__Listed entries__
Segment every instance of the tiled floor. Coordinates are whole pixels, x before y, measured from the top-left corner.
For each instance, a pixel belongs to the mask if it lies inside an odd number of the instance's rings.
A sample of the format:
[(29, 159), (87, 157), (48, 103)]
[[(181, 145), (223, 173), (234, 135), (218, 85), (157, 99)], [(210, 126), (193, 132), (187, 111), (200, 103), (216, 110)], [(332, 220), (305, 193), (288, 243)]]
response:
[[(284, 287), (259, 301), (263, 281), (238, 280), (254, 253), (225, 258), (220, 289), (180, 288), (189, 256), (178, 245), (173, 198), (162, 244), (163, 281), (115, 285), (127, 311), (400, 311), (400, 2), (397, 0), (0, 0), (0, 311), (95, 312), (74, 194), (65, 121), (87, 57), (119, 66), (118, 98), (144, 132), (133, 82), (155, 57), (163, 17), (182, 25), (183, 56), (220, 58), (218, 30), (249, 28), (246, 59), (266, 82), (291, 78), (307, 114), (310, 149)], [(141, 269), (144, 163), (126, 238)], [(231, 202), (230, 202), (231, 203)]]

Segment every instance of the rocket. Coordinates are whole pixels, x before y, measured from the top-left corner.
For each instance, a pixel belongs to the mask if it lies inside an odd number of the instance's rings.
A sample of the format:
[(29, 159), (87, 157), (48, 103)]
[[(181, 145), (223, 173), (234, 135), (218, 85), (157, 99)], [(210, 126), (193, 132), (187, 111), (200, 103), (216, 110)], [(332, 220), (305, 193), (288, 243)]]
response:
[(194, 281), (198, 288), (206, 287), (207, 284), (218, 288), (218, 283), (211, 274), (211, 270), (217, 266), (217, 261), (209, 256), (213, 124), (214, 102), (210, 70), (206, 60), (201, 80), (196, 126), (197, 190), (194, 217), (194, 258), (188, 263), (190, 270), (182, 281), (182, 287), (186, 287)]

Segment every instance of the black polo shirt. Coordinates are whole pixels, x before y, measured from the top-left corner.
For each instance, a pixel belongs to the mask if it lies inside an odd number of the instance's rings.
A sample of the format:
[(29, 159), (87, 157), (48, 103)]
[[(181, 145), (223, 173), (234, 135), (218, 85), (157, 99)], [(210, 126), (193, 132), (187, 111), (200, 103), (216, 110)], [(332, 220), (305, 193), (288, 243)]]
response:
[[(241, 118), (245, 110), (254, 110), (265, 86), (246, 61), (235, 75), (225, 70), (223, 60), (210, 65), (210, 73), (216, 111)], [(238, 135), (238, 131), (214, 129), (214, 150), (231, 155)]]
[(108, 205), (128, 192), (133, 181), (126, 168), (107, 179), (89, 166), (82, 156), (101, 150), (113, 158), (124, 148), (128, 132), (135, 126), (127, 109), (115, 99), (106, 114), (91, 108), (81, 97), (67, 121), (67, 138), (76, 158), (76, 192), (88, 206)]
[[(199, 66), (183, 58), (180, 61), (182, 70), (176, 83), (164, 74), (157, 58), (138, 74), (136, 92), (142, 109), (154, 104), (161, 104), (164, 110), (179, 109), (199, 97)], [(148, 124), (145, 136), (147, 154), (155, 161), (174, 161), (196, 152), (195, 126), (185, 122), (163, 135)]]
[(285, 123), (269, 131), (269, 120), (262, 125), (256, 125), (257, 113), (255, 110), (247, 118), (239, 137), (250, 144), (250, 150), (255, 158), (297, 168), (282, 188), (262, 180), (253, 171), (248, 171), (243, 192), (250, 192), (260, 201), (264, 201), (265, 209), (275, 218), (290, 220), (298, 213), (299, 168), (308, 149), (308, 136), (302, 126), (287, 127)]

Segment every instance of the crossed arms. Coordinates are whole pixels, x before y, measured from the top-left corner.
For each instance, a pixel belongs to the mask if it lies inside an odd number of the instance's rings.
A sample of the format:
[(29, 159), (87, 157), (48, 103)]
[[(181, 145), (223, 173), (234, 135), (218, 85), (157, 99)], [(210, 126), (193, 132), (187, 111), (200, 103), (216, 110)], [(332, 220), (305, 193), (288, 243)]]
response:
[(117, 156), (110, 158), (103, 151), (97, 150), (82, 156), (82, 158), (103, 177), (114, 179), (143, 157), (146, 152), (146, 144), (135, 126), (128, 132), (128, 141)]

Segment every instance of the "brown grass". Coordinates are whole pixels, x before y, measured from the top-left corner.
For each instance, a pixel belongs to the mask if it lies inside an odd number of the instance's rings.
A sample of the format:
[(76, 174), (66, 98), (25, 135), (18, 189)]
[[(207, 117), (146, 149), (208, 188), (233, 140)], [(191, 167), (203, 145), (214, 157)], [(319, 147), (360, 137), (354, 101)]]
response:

__Instruction__
Could you reproduce all of the material above verbatim, every line unchanged and in the same order?

__Problem solution__
Segment every instance of the tiled floor. Coordinates are whole pixels, x before y, measured from the top-left corner.
For each instance, a pixel belongs to the mask if it lies inside an odd number of the instance's rings.
A sample of the format:
[(29, 159), (87, 157), (48, 103)]
[[(181, 145), (223, 173), (234, 135), (218, 85), (157, 99)], [(210, 126), (193, 132), (187, 111), (200, 103), (216, 110)], [(332, 220), (305, 193), (288, 243)]]
response:
[[(284, 287), (259, 301), (263, 281), (238, 280), (254, 253), (225, 258), (220, 289), (180, 288), (189, 256), (178, 245), (173, 198), (162, 244), (163, 281), (115, 285), (127, 311), (400, 311), (400, 2), (397, 0), (0, 0), (0, 311), (95, 312), (74, 194), (65, 121), (87, 57), (119, 66), (118, 98), (144, 132), (133, 82), (155, 57), (163, 17), (182, 25), (183, 56), (220, 58), (218, 30), (249, 28), (246, 59), (266, 82), (291, 78), (307, 114), (310, 149)], [(141, 269), (144, 163), (126, 238)], [(231, 202), (230, 202), (231, 203)]]

Segment every instance of the rocket. Coordinates are whole pixels, x before y, measured from the top-left corner.
For each instance, a pixel belongs to the mask if it lies inside an odd number of the instance's rings.
A sample of the format:
[(29, 159), (87, 157), (48, 103)]
[[(181, 145), (223, 173), (234, 135), (218, 85), (157, 99)], [(210, 126), (193, 132), (187, 111), (200, 103), (216, 110)], [(332, 220), (305, 193), (288, 243)]]
response:
[(194, 281), (198, 288), (206, 287), (207, 284), (218, 288), (218, 283), (211, 274), (211, 270), (217, 266), (217, 261), (209, 256), (213, 124), (214, 102), (210, 70), (206, 60), (201, 80), (196, 126), (197, 190), (194, 217), (194, 258), (188, 263), (190, 270), (182, 281), (182, 287), (186, 287)]

Segment every instance of the black polo shirt. Coordinates are whole pixels, x before y, measured from the top-left corner.
For each instance, a pixel belongs to the mask if it lies inside an odd number of the instance's rings.
A sample of the format:
[(29, 159), (87, 157), (48, 103)]
[[(181, 145), (223, 173), (234, 135), (218, 85), (157, 99)], [(210, 126), (193, 132), (187, 111), (200, 103), (216, 110)], [(332, 220), (305, 193), (288, 243)]]
response:
[[(241, 118), (245, 110), (254, 110), (265, 86), (246, 61), (235, 75), (225, 70), (223, 60), (210, 65), (210, 73), (216, 111)], [(238, 135), (238, 131), (214, 129), (214, 150), (231, 155)]]
[(108, 205), (128, 192), (133, 181), (126, 168), (107, 179), (89, 166), (82, 156), (101, 150), (113, 158), (124, 148), (128, 132), (135, 126), (127, 109), (115, 99), (106, 114), (91, 108), (81, 97), (67, 121), (67, 138), (76, 158), (76, 192), (88, 206)]
[[(199, 66), (183, 58), (180, 61), (182, 70), (176, 83), (164, 74), (157, 58), (138, 74), (136, 92), (142, 109), (154, 104), (161, 104), (164, 110), (179, 109), (199, 97)], [(148, 124), (145, 136), (147, 154), (155, 161), (174, 161), (196, 152), (195, 126), (185, 122), (163, 135)]]
[(285, 123), (269, 131), (269, 120), (262, 125), (256, 125), (257, 113), (255, 110), (247, 118), (239, 137), (250, 144), (250, 150), (255, 158), (297, 168), (282, 188), (262, 180), (253, 171), (248, 171), (243, 192), (250, 192), (260, 201), (264, 201), (265, 209), (275, 218), (290, 220), (298, 213), (299, 168), (308, 149), (308, 136), (302, 126), (287, 127)]

Segment every instance of the crossed arms. Coordinates are whole pixels, x before y, measured from the top-left corner.
For each instance, a pixel belongs to the mask if it lies inside an odd number of the instance's rings.
A sample of the format:
[(29, 159), (87, 157), (48, 103)]
[[(181, 145), (223, 173), (234, 135), (218, 85), (157, 99)], [(210, 126), (193, 132), (187, 111), (200, 103), (216, 110)], [(332, 220), (305, 193), (288, 243)]]
response:
[(117, 156), (110, 158), (103, 151), (97, 150), (82, 156), (82, 158), (103, 177), (114, 179), (143, 157), (146, 152), (146, 144), (135, 126), (128, 132), (128, 141)]

Segment every instance of the "brown grass". Coordinates are whole pixels, x before y, measured from the top-left corner.
For each instance, a pixel belongs to the mask if it lies inside an odd number of the instance's rings.
A sample of the format:
[(76, 174), (66, 98), (25, 135), (18, 189)]
[[(207, 117), (146, 149), (208, 188), (233, 140)], [(191, 167), (203, 145), (214, 157)], [(319, 147), (360, 137), (354, 101)]]
response:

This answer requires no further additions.